▶ Assignment
Which lines in the listing below contain the string "positive"? Copy each of those lines in full, treating uppercase and lowercase as different.
---------- Extracted information
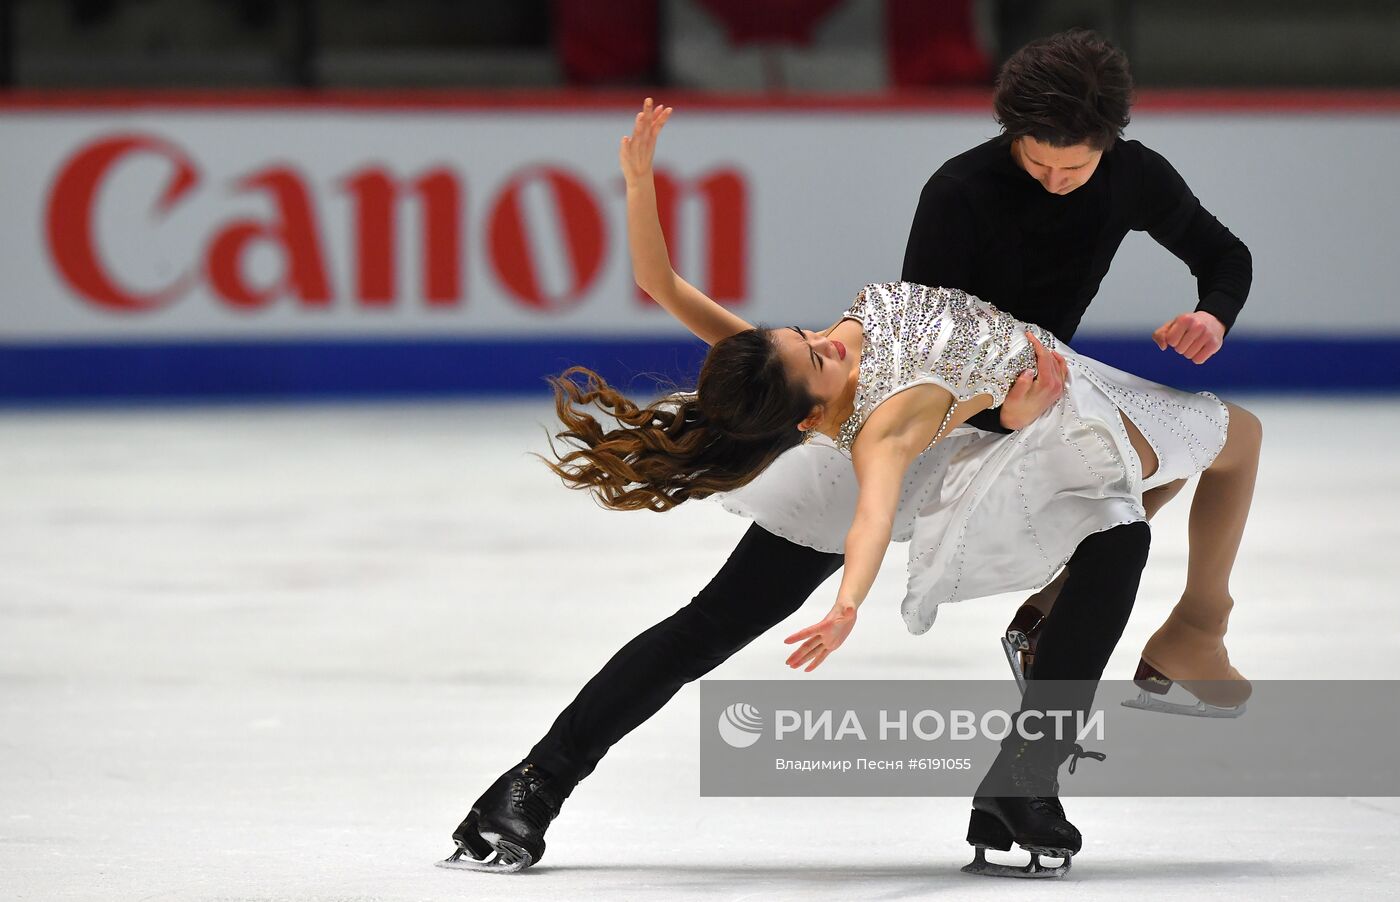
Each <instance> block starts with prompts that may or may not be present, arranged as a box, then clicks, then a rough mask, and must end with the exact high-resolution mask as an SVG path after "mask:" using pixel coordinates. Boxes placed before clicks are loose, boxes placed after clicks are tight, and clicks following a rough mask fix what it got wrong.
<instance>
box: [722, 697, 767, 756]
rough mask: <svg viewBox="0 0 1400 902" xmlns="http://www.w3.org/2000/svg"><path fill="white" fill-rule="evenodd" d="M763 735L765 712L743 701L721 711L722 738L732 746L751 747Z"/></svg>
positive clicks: (727, 707) (732, 747)
mask: <svg viewBox="0 0 1400 902" xmlns="http://www.w3.org/2000/svg"><path fill="white" fill-rule="evenodd" d="M760 735H763V714H760V713H759V709H756V707H753V706H752V705H746V703H743V702H735V703H734V705H731V706H729V707H727V709H724V710H722V712H720V738H721V740H724V741H725V742H728V744H729V745H731V747H732V748H749V747H750V745H753V744H755V742H757V741H759V737H760Z"/></svg>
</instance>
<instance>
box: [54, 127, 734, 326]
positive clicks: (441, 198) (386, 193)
mask: <svg viewBox="0 0 1400 902" xmlns="http://www.w3.org/2000/svg"><path fill="white" fill-rule="evenodd" d="M143 155H144V157H153V158H155V160H157V161H158V162H160V164H161V165H164V167H165V168H168V172H169V175H168V176H167V178H165V182H164V188H162V189H161V190H160V192H157V193H154V196H151V197H150V199H148V206H146V207H144V209H141V207H137V209H119V210H108V213H113V211H115V213H118V214H119V216H122V217H123V221H129V223H130V228H133V230H141V228H147V230H150V228H151V227H153V224H158V223H160V221H161V220H162V218H164V217H168V216H171V214H172V213H174V211H175V210H176V209H178V207H181V204H186V203H190V202H192V199H193V197H195V196H196V195H197V193H199V192H214V195H216V196H214V200H216V203H214V204H213V209H217V207H218V204H217V200H218V199H220V197H227V199H234V197H246V196H249V195H253V196H258V197H259V199H260V200H262V202H263V204H265V209H266V210H269V213H266V214H265V216H259V217H251V216H246V214H237V216H235V214H230V216H227V217H225V218H213V220H206V224H204V225H202V233H200V242H199V247H200V248H202V252H199V254H196V255H193V259H188V261H185V263H183V268H182V269H181V272H178V273H176V275H172V276H169V277H167V280H165V283H164V284H161V286H158V287H155V289H146V290H136V289H133V287H130V286H126V284H123V283H122V279H120V277H119V276H118V275H116V273H113V272H112V270H111V269H109V266H108V265H106V263H104V259H105V256H104V254H102V248H101V247H98V230H97V227H95V223H97V220H98V214H99V210H98V206H99V204H101V203H102V196H104V190H102V189H104V186H105V183H106V182H108V181H109V179H112V178H113V174H115V172H116V171H118V169H119V168H120V167H122V165H123V162H129V161H133V160H136V158H139V157H143ZM329 181H330V183H329V185H325V183H319V182H312V181H311V179H308V178H307V176H305V175H304V174H302V172H301V171H298V169H297V168H295V167H293V165H288V164H284V162H276V164H269V165H263V167H256V168H251V169H249V171H246V172H242V174H239V175H237V176H235V178H232V179H231V181H225V179H223V178H220V179H218V181H217V182H216V181H214V179H210V178H207V176H206V174H204V171H203V168H202V167H200V164H199V161H197V160H196V158H195V157H192V155H190V154H189V153H188V151H186V150H185V148H182V147H181V146H178V144H176V143H174V141H171V140H167V139H164V137H158V136H154V134H139V133H132V134H115V136H106V137H102V139H98V140H94V141H91V143H88V144H85V146H83V147H80V148H78V150H77V151H76V153H74V154H73V155H71V157H69V158H67V160H66V161H64V162H63V164H62V165H60V167H59V171H57V174H56V176H55V179H53V183H52V188H50V189H49V195H48V204H46V210H45V237H46V242H48V251H49V255H50V259H52V263H53V266H55V269H56V270H57V273H59V275H60V277H62V279H63V282H64V283H66V284H67V286H70V289H71V290H73V293H74V294H76V296H77V297H80V298H83V300H84V301H87V303H90V304H94V305H97V307H98V308H101V310H105V311H108V312H118V314H141V312H150V311H155V310H160V308H164V307H167V305H169V304H174V303H176V301H178V300H179V298H182V297H183V296H186V294H189V293H190V291H192V290H195V289H196V287H199V286H203V287H204V289H207V291H209V294H211V296H213V297H214V298H217V301H218V303H221V304H224V305H227V307H228V308H231V310H241V311H256V310H262V308H266V307H267V305H270V304H277V303H293V304H298V305H301V307H302V308H307V310H329V308H332V307H333V305H336V304H343V303H346V301H349V303H351V304H354V305H358V307H363V308H386V307H393V305H396V304H399V303H402V301H405V300H407V298H405V297H400V294H407V296H409V297H419V298H421V303H423V304H426V305H428V307H434V308H456V307H461V305H463V304H465V303H466V300H468V291H466V284H468V272H469V269H470V266H472V265H473V262H475V261H473V259H472V256H470V251H472V249H473V248H477V254H480V255H482V256H483V258H484V263H486V265H489V266H490V268H491V270H493V273H494V275H496V277H497V280H498V283H500V284H501V286H503V287H504V289H505V291H507V293H508V296H510V298H511V300H512V301H514V303H517V304H519V305H521V307H522V308H526V310H529V311H538V312H546V314H550V312H557V311H563V310H568V308H571V307H574V305H577V304H578V303H580V301H581V300H584V298H585V297H587V296H588V293H589V291H591V290H592V289H594V287H595V284H596V280H598V277H599V275H601V273H602V272H603V269H605V263H606V255H608V254H623V255H624V254H626V242H624V241H612V240H610V237H609V234H608V230H609V225H608V223H609V218H608V217H606V216H605V203H616V204H622V203H623V200H622V192H620V183H619V182H616V181H609V182H608V185H606V188H599V186H598V185H595V183H591V182H589V179H587V178H585V176H581V175H578V174H577V172H571V171H570V169H566V168H563V167H559V165H524V167H521V168H519V169H517V171H515V172H512V174H510V175H508V178H507V179H505V181H504V183H503V185H501V186H500V188H498V189H497V190H496V192H494V196H493V197H490V200H489V202H487V203H484V204H482V206H480V214H479V218H475V217H473V216H475V210H473V207H472V206H470V203H469V199H470V193H469V185H468V181H466V178H465V176H463V174H461V172H459V171H456V169H454V168H451V167H448V165H433V167H427V168H424V169H421V171H419V172H412V174H395V172H391V171H389V169H388V168H385V167H382V165H378V164H367V165H363V167H358V168H353V169H351V171H349V172H343V174H340V175H339V176H336V178H333V179H329ZM325 190H333V192H343V195H344V199H346V200H349V203H347V204H340V207H339V209H346V210H349V217H350V223H347V227H349V228H346V230H330V231H332V233H333V234H349V235H350V240H349V247H346V248H340V251H343V252H344V258H346V259H349V261H350V266H349V269H347V270H343V272H344V276H343V279H344V280H346V283H347V284H336V279H335V275H333V272H332V268H330V266H328V247H326V240H328V238H326V235H328V230H326V228H325V227H323V223H321V221H319V216H321V214H319V213H318V210H325V209H332V204H326V203H318V196H316V192H325ZM526 195H533V196H535V197H545V199H546V202H547V204H549V207H547V209H549V210H550V213H547V214H540V213H539V206H538V204H536V206H535V207H533V209H532V207H531V204H529V203H528V197H526ZM748 195H749V192H748V185H746V183H745V179H743V176H742V175H741V174H739V172H738V171H736V169H734V168H729V167H725V168H717V169H713V171H710V172H706V174H703V175H701V176H699V178H694V179H680V178H676V176H675V175H673V174H671V172H665V171H658V172H657V199H658V206H659V211H661V220H662V227H664V230H665V231H666V234H668V238H671V244H672V251H673V252H675V251H676V249H678V248H679V245H678V244H676V234H675V233H676V228H678V223H679V217H678V211H679V207H680V204H682V203H685V202H687V200H694V202H697V203H700V204H703V211H704V223H706V238H707V240H706V244H704V247H706V248H707V252H706V256H707V259H706V261H704V262H703V265H701V266H697V268H694V272H696V273H697V275H699V276H700V277H701V279H703V282H701V284H704V286H706V289H707V290H708V291H710V294H711V296H713V297H714V298H715V300H718V301H722V303H731V304H736V303H742V300H743V298H745V297H746V294H748V268H746V254H745V249H746V248H748V234H749V202H748ZM319 200H323V199H319ZM409 203H412V204H413V206H414V207H416V210H417V216H419V217H420V227H419V230H417V233H416V234H419V235H421V247H419V248H413V249H410V251H409V252H413V251H416V252H417V254H419V255H420V256H419V266H417V272H419V273H420V284H419V286H416V291H413V290H412V289H410V290H409V291H405V290H403V289H402V287H400V279H399V266H400V261H399V251H398V248H399V217H400V213H402V211H403V210H405V209H406V207H407V206H409ZM532 211H533V214H532ZM475 235H482V237H483V238H484V241H476V240H473V237H475ZM259 248H263V249H266V248H270V249H272V251H274V252H276V258H277V259H279V261H280V273H279V276H277V277H274V279H266V277H263V279H262V280H260V282H259V280H258V279H255V276H253V275H252V273H251V272H249V270H251V268H249V266H248V258H249V255H251V254H252V252H253V251H255V249H259ZM540 248H546V249H557V255H559V256H560V258H563V259H561V262H560V263H559V265H554V266H553V272H554V275H556V277H554V279H546V277H545V273H543V269H545V265H546V263H554V261H543V259H540V258H542V252H540V251H539V249H540ZM676 265H678V269H682V266H680V262H678V263H676ZM560 272H563V273H564V275H563V277H560V276H559V273H560ZM638 298H641V300H643V301H644V303H647V304H650V301H648V300H647V298H645V297H644V296H641V294H640V293H638Z"/></svg>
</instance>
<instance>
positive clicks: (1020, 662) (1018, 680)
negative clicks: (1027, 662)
mask: <svg viewBox="0 0 1400 902" xmlns="http://www.w3.org/2000/svg"><path fill="white" fill-rule="evenodd" d="M1001 650H1002V651H1005V653H1007V664H1009V665H1011V675H1012V677H1015V678H1016V689H1021V695H1025V693H1026V675H1025V674H1022V672H1021V655H1019V654H1016V647H1015V646H1014V644H1011V640H1009V639H1007V637H1005V636H1002V637H1001Z"/></svg>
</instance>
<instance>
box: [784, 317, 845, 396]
mask: <svg viewBox="0 0 1400 902" xmlns="http://www.w3.org/2000/svg"><path fill="white" fill-rule="evenodd" d="M773 340H774V342H777V346H778V357H781V360H783V366H785V367H787V371H788V377H791V378H792V381H794V382H797V384H799V385H806V389H808V391H809V392H812V396H813V398H816V402H818V403H820V405H826V406H830V405H833V403H834V402H836V401H837V399H840V396H841V394H843V392H844V391H846V387H847V385H848V384H850V380H851V373H853V371H854V368H855V359H854V357H853V356H851V354H850V353H848V352H847V349H846V345H843V343H841V342H837V340H834V339H830V338H827V336H825V335H822V333H820V332H812V331H811V329H802V328H801V326H788V328H785V329H774V331H773Z"/></svg>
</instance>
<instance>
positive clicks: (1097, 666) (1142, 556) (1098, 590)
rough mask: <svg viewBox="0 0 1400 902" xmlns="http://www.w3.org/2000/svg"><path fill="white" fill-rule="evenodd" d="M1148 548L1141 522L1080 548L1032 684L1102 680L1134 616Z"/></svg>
mask: <svg viewBox="0 0 1400 902" xmlns="http://www.w3.org/2000/svg"><path fill="white" fill-rule="evenodd" d="M1151 543H1152V534H1151V531H1149V529H1148V525H1147V524H1145V522H1130V524H1126V525H1121V527H1113V528H1112V529H1105V531H1103V532H1096V534H1093V535H1091V536H1089V538H1086V539H1085V541H1084V542H1081V543H1079V548H1078V550H1075V555H1074V560H1072V564H1074V566H1072V569H1071V570H1070V577H1068V580H1065V584H1064V590H1063V591H1061V592H1060V599H1058V601H1057V602H1056V605H1054V608H1051V609H1050V613H1049V615H1046V622H1044V626H1042V632H1040V644H1039V647H1037V651H1036V665H1035V669H1033V671H1032V672H1033V679H1084V681H1093V682H1096V681H1098V679H1099V678H1102V677H1103V668H1106V667H1107V665H1109V657H1110V655H1112V654H1113V648H1114V647H1116V646H1117V644H1119V639H1120V637H1121V636H1123V627H1124V626H1127V622H1128V615H1130V613H1133V602H1134V601H1135V599H1137V590H1138V583H1140V581H1141V578H1142V567H1144V566H1147V556H1148V549H1149V548H1151ZM1061 605H1063V606H1061ZM1028 686H1029V684H1028ZM1089 702H1092V696H1091V698H1089Z"/></svg>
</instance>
--------------------
▶ Finished exercise
positive clicks: (727, 707) (732, 747)
positive clicks: (441, 198) (386, 193)
positive clicks: (1020, 662) (1018, 680)
positive clicks: (1097, 666) (1142, 556) (1098, 590)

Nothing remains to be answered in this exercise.